§ **WHAT TO DO**: Whenever a line in the entries below contains "arched", copy that line.

§ **RECORDS PROVIDED**:
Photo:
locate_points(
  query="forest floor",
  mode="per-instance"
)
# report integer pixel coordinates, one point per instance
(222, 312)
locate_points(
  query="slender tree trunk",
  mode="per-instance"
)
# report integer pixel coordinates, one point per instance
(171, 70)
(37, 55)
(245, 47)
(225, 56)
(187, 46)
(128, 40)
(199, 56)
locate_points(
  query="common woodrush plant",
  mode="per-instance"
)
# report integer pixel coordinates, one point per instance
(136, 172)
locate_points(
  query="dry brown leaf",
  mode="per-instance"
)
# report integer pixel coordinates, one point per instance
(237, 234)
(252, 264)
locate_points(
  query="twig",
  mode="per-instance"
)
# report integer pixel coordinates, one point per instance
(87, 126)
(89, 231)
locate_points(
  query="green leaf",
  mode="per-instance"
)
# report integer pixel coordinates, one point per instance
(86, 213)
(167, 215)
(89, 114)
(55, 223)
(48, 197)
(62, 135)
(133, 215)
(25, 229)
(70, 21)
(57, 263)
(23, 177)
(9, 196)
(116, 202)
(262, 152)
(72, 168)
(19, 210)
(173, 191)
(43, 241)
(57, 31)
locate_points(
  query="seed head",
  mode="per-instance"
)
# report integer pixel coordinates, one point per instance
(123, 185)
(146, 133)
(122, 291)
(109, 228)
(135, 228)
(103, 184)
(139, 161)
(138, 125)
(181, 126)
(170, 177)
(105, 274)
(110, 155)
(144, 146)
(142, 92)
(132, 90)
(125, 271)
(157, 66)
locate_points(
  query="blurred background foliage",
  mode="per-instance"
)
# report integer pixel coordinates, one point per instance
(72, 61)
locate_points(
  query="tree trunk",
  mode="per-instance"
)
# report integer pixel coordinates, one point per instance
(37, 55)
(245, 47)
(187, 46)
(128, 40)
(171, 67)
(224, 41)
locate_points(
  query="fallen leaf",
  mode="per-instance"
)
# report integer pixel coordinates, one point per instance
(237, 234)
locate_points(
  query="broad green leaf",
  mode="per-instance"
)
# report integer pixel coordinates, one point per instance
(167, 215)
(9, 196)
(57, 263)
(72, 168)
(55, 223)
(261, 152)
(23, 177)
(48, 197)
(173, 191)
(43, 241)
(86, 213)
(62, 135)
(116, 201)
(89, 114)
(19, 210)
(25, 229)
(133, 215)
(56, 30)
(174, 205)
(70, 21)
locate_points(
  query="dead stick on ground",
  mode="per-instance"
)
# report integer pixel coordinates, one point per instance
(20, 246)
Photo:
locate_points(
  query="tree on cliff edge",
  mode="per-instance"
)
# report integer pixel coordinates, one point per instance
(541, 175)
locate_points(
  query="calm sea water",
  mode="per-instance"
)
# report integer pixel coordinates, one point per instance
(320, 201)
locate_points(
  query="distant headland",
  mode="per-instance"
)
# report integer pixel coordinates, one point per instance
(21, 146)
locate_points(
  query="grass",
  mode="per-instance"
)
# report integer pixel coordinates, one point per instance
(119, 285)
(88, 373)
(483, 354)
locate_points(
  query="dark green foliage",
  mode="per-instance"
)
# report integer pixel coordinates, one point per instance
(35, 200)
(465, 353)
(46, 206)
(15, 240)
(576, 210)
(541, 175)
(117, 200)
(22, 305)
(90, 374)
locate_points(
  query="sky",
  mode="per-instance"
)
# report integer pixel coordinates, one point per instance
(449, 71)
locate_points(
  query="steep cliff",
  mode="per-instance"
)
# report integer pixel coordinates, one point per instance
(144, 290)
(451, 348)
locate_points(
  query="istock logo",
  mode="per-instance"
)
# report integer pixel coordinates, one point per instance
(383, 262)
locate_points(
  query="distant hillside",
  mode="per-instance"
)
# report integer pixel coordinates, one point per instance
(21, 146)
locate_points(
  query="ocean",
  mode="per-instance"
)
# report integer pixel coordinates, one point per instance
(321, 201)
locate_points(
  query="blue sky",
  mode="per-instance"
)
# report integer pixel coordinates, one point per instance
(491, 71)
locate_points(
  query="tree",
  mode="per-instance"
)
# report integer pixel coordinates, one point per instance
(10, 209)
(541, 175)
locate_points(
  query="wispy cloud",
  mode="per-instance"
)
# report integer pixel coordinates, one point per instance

* * *

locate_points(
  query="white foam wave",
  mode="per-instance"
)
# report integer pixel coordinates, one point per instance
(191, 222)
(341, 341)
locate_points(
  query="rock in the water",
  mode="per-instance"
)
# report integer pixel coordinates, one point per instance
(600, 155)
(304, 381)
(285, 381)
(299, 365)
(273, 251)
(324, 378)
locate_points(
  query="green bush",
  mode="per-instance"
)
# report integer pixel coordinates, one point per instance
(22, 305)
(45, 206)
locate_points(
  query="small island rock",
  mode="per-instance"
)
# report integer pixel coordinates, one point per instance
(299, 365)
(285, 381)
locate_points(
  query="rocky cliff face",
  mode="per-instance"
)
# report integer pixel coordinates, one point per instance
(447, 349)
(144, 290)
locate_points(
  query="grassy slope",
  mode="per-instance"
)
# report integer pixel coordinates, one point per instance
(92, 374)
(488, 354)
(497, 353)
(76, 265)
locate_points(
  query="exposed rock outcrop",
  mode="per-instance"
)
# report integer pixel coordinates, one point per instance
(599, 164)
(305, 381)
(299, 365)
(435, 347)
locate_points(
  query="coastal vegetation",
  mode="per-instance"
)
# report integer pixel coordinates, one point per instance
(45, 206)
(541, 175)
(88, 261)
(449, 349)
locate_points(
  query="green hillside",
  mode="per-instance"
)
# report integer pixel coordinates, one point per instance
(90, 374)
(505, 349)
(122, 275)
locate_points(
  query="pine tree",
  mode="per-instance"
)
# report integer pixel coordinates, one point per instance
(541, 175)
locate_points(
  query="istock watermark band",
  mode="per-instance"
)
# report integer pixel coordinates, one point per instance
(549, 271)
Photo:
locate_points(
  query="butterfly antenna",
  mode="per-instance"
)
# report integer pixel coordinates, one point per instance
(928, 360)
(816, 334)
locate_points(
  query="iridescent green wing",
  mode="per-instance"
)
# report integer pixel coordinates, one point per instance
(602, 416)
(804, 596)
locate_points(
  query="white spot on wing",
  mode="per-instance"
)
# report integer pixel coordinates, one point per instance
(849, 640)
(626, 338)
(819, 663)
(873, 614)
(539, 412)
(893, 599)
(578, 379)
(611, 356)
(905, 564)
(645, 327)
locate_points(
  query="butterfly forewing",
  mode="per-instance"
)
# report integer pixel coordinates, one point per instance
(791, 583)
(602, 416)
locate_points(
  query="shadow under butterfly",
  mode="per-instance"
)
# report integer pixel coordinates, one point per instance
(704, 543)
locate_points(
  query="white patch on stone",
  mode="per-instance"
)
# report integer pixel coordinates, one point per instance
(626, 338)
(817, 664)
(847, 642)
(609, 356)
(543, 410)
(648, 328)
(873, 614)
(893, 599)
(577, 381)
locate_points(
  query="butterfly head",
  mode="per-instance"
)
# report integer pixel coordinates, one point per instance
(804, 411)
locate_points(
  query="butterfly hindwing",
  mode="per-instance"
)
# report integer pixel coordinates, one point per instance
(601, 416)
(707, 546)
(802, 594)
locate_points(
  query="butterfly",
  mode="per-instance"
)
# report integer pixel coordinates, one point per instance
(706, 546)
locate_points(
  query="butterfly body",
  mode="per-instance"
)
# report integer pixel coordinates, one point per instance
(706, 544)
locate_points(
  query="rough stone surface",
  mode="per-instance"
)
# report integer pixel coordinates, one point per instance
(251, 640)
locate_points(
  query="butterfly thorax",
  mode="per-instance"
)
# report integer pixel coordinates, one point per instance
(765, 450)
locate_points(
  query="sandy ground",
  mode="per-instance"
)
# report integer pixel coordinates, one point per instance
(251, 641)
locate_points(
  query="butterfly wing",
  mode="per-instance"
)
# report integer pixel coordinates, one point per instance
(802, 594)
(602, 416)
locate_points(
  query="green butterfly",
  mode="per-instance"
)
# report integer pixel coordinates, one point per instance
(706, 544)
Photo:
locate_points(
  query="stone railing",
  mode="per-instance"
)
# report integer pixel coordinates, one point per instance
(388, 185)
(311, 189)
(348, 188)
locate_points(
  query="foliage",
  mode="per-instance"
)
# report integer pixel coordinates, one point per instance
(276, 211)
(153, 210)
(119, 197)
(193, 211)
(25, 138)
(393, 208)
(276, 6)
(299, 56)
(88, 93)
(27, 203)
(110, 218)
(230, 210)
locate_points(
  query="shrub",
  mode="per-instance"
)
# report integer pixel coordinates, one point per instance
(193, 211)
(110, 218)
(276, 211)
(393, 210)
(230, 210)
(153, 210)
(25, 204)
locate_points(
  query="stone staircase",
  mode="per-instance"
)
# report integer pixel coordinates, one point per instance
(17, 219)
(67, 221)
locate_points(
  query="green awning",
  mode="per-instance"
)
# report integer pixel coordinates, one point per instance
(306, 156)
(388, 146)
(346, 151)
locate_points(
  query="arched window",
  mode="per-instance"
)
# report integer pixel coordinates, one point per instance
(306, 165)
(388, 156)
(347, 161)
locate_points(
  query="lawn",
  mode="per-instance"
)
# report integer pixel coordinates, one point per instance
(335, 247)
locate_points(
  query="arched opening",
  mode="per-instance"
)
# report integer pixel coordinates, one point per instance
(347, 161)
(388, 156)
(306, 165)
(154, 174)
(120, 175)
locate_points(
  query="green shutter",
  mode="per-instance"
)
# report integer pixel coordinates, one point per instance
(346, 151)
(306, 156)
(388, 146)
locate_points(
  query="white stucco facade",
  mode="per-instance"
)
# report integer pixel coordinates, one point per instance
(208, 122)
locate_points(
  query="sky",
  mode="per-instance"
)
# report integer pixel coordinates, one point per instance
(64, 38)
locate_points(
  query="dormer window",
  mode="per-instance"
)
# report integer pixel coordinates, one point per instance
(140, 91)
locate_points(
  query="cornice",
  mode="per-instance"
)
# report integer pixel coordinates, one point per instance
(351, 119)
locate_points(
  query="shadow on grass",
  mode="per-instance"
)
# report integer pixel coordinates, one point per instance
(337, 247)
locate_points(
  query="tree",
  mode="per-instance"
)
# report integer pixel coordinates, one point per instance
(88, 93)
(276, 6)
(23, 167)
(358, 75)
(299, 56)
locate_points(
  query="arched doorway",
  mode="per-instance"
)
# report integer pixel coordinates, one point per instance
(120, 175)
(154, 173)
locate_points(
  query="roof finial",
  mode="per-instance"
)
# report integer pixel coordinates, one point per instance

...

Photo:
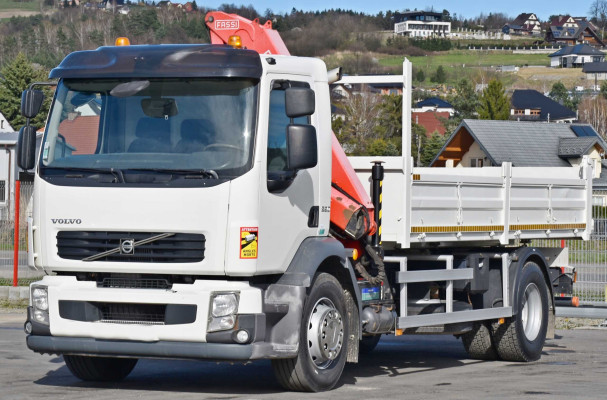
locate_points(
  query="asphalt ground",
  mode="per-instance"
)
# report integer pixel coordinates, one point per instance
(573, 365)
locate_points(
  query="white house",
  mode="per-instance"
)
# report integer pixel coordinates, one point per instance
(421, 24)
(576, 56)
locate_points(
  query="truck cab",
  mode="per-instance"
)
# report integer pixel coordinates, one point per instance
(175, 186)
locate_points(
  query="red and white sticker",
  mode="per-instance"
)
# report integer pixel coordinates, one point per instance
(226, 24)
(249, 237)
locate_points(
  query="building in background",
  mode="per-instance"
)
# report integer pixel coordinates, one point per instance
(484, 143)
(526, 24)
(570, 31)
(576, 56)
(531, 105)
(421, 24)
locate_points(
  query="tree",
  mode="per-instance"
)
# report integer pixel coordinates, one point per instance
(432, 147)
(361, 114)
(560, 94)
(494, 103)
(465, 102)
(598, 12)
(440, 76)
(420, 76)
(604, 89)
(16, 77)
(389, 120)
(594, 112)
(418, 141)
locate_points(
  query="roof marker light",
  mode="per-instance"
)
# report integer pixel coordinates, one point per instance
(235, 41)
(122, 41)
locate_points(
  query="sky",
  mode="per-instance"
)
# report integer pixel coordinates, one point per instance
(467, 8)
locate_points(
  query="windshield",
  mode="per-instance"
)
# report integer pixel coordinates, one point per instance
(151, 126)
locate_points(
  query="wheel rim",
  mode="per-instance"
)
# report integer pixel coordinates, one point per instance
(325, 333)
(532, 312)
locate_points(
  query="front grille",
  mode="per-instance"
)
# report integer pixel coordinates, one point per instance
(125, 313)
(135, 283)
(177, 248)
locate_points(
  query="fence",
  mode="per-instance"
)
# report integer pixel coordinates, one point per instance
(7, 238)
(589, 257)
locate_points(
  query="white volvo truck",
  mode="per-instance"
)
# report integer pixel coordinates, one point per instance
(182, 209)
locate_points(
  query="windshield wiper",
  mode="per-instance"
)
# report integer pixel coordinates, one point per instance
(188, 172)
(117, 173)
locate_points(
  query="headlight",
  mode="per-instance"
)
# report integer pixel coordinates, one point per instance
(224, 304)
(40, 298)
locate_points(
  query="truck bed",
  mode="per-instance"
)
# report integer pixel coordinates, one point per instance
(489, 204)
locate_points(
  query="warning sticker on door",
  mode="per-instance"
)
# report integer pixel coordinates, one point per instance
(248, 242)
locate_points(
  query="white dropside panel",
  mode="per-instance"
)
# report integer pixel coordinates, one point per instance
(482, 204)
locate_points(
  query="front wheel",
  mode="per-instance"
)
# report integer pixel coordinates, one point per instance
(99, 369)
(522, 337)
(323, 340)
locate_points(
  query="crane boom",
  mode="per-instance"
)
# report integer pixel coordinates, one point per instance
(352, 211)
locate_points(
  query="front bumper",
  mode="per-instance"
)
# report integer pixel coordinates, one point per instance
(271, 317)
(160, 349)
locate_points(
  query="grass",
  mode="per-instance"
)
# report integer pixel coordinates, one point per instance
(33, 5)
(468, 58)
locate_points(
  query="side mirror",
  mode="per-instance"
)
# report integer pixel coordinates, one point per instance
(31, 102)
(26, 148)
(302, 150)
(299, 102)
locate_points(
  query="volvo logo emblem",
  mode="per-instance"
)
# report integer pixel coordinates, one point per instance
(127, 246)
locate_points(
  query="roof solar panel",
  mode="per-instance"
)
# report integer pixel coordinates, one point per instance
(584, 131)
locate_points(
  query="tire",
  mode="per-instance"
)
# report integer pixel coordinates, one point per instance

§ **WRITTEN RESPONSE**:
  query="arched window",
  query="arched opening",
  query="arched doorway",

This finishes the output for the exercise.